Point labeling examples
-- BEGIN --

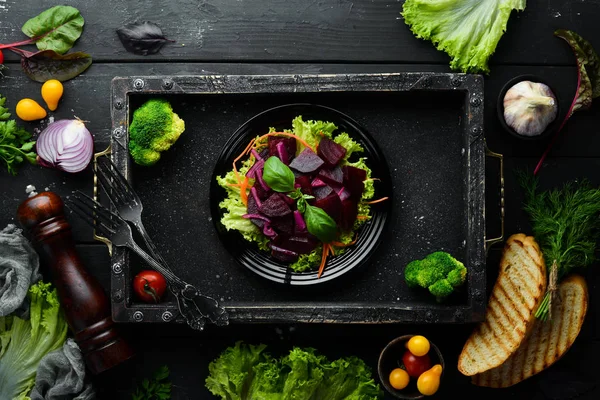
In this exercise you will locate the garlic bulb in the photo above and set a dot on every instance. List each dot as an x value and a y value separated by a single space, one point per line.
529 107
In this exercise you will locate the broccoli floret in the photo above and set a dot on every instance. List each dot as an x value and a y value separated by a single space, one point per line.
155 127
439 272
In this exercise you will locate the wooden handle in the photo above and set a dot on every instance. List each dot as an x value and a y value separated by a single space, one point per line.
86 306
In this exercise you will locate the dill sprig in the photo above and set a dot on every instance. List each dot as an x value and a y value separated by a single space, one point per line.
566 225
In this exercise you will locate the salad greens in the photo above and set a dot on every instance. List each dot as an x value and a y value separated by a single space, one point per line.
280 178
247 372
23 343
468 30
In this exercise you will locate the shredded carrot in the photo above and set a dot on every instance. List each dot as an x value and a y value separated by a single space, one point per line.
323 259
286 134
243 193
376 201
246 151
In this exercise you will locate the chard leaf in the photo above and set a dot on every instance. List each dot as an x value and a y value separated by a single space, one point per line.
588 68
55 29
48 64
588 80
142 38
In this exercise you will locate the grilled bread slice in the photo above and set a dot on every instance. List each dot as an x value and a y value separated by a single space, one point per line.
547 342
509 316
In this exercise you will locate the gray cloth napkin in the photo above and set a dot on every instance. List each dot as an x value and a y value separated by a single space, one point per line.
61 376
19 269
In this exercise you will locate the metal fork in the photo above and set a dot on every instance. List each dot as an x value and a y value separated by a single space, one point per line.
118 231
129 207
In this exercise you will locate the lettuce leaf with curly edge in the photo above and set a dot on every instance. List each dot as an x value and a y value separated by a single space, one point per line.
468 30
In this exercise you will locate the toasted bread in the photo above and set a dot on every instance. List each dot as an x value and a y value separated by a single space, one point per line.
509 316
547 342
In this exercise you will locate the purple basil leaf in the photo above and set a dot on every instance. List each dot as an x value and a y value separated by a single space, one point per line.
48 64
142 38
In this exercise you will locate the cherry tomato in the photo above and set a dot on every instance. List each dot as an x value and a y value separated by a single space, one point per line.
418 345
414 365
149 286
399 378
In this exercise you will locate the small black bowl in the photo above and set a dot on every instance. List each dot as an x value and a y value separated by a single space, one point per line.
391 358
549 129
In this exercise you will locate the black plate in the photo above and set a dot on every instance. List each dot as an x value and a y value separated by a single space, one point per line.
370 234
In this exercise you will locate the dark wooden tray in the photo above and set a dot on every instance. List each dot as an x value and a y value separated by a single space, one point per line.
430 129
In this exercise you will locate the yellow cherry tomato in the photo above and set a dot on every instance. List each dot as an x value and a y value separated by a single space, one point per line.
418 345
429 381
52 91
399 378
29 110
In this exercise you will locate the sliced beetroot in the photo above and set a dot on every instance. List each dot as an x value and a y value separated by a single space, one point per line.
332 205
284 225
275 206
281 254
307 162
322 192
331 152
354 180
289 145
253 210
304 184
287 199
333 176
297 244
300 225
349 212
317 183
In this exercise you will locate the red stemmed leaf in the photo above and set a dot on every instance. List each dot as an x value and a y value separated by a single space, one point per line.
48 64
588 80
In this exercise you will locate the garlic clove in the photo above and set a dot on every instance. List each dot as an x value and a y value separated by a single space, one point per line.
529 107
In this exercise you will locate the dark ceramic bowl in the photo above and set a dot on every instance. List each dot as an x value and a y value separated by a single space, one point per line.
549 129
391 358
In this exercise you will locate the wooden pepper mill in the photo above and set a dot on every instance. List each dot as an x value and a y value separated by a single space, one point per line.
86 306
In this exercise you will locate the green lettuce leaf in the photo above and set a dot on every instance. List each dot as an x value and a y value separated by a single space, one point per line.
311 131
246 372
468 30
25 342
232 373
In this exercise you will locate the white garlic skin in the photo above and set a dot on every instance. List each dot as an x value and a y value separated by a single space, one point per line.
529 107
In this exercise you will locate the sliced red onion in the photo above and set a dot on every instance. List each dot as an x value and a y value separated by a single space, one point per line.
65 144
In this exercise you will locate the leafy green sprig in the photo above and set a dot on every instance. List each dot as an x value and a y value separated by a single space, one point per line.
566 224
157 388
15 143
281 179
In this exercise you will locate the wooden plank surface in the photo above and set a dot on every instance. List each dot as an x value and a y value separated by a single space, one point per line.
305 31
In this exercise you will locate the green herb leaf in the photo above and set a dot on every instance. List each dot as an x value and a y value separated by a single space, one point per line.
15 143
278 176
48 64
157 388
55 29
320 224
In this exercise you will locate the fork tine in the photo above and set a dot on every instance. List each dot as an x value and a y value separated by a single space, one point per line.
112 170
104 215
88 218
116 197
114 181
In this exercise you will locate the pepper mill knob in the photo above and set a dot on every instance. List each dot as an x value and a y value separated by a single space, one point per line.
86 306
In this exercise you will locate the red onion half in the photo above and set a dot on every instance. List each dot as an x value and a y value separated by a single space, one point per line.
65 144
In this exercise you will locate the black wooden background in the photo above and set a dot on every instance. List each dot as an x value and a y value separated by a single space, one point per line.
321 36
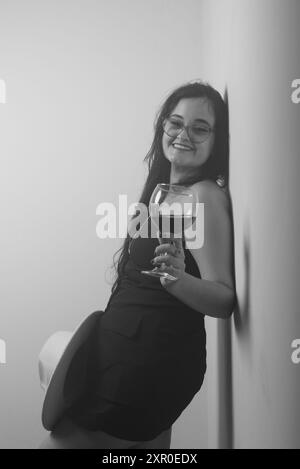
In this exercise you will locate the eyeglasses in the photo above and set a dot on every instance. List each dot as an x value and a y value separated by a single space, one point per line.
197 133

-- END --

Work instructions
Generate a word-for-word copy of the preceding records, excluding all pictures.

Solution below
In this exercise you will locate the garlic bulb in the photo above and set a dot on every instance. List each dot as an x value and a y value separated by a single space, one point per line.
529 107
In this exercise you will locate the broccoli floret in the photo above and set a dot on every instance. List each dot as an x value and a y value separated by a single space, one point per line.
155 127
439 272
In this exercise you will locate the wooden handle in the photo above and set a dot on every instance. List each dot as an x value and a y value separated by a single space, one point per line.
86 306
In this exercise you will locate the dill sprig in the photo above and set a dot on every instance. List each dot as an x value and a y value separated by a single space, one point per line.
566 225
In this exercise you will locate the salad greens in the photo above and set a dot on every instance. List each dot as an x value and a y value separated by a single space, one point per line.
280 178
247 372
23 343
468 30
In this exercise you will locate the shredded carrot in the photo above and set a dot on every instance. List each dot as an x value and a y value separated by a single space, one point per line.
323 259
286 134
243 193
376 201
246 151
In this exercise you will locate the chard leaf in the photo above and set a dot on every instance. List each dot as an x value and a y value separated by a single space, one point per line.
588 68
55 29
48 64
588 80
142 38
In this exercise you will locate the grilled bread slice in the photo above and set a dot on every instance. List each dot as an x value and a y value separated by a single space, one point per line.
547 342
509 316
In this exercise you will locate the gray cloth napkin in the photo above and set a dot on every instance. List each dot as an x value and a y value separated by a single space, one point per line.
61 376
19 269
In this exercise you will locate the metal fork in the photo above and set a dot on every instance. List each dot as an x value and a y value separated by a single space, one point per line.
118 231
129 207
In this exercise you will locate the lettuce leaf with curly edge in the photo above and set a dot on every instance. List each dot as an x value and a y value separated by a single space, one point per line.
468 30
In this exercise you will locate the toasted bread in the photo above and set a dot on every instance. List each dot as an x value and a y value separated by a single space, one point per line.
509 316
547 342
In this exercise you will locate the purple basil leaf in the photo above and set a dot on every instance. List each dot as an x value and a y value separated by a single space, one point per line.
48 64
142 38
In this exercise you will locate the cherry tomato in the photo above and set a dot on every instance. List each dot as an x value and a y value separated by a single space, one point per line.
418 345
414 365
149 286
399 378
In this exercise you will locate the small black bowl in the photo above and set a dot on every instance. List each dot as an x value and a y value separated by a single space, one point per line.
391 358
549 129
In this exercise you will locate the black plate in the photo above and set a dot on every instance. List each dot as an x value and a y value separated by a single space, one point per line.
370 234
In this exercise you will locate the dark wooden tray in the photo above and set a dot on every instance. List each dot as an x value and a y value separated by a single space, one point per line.
430 129
In this exercise you will locate the yellow cherry tomato in the photo above and set a dot on every instance. List each dot as an x value and a y value separated by a single space, one point per line.
418 345
429 381
52 91
399 378
29 110
In this exercise you will locate the sliced beetroot in the photo above and set a dot on every instance. List each dot as an x value and a y value separated by a single space, one point per line.
332 205
284 225
275 206
281 254
307 162
322 192
331 152
354 180
289 145
253 210
304 184
287 199
333 176
297 244
300 225
349 212
317 183
In this exercise you will locate the red stemmed leaf in the photo above and set a dot on every instance. List each dot as an x value and a y value separated by a single space, one point per line.
48 64
588 80
In this exercise you will locate the garlic clove in the photo above and set a dot on every instance. List each dot as an x value and a y value separated by a single space, one point per line.
529 107
In this exercise you will locate the dark ceramic bowl in the photo above and set a dot on every instance. List each dot as an x value and a y value separated by a single space, one point per line.
549 129
391 358
In this exercise you will locate the wooden pepper mill in the photo above and set a dot on every instance. List each dot as an x value and a y value separated by a single space, one point per line.
86 306
In this exercise you will locate the green lettuce leaf in the photo above and set a dot on every instance. List each dot as an x value and a y value separated by a single space, one point per line.
311 131
246 372
468 30
25 342
232 373
In this exercise you will locate the white garlic skin in the photo above and set a dot on every instance. List each dot as an x value and a y value separated by a single space, one point per line.
529 107
In this exercise you will locate the sliced red onion in the photo above and set a dot on every instance. List each dot as an x value and a y value separated by a single space, one point per line.
65 144
In this exercise you will locate the leafy green sprig in the photo above and set a dot on every instance. List each dot as an x value and a y value separated by a single space, one point per line.
566 224
157 388
15 143
281 179
In this exercise you will locate the wooden plank surface in the photo above and set a dot on every instance. List each dot as an x value and a y value separated by a single space, one point per line.
305 31
In this exercise you will locate the green herb leaf in the photo above and set a dot on every instance. List each dot as an x value and a y value separated by a single space, one point per line.
15 143
278 176
48 64
157 388
55 29
320 224
In this exercise you will locate the fork tine in the photo above and set a dot on every instance. List each dot as an x value and a y value separated by a single space, one point per line.
112 170
104 215
88 218
116 197
114 181
In this exercise you will locate the pepper mill knob in the photo above and set a dot on every instance. List each dot as an x value and a y value separated by a single space, one point per line.
86 306
In this exercise you will locate the red onion half in the photo above and set a dot on every instance. List each dot as an x value and a y value separated by a single space, one point per line.
65 144
In this exercise you will locate the black wooden background in the photo above and set a dot on every instance. List each dot as an x value and a y value separated by a single space, one point per line.
321 36
In this exercise you will locate the eyeglasses in the photo above and set a dot on every instance. List each dot as an x value and a y value separated by a single space, one point per line.
197 133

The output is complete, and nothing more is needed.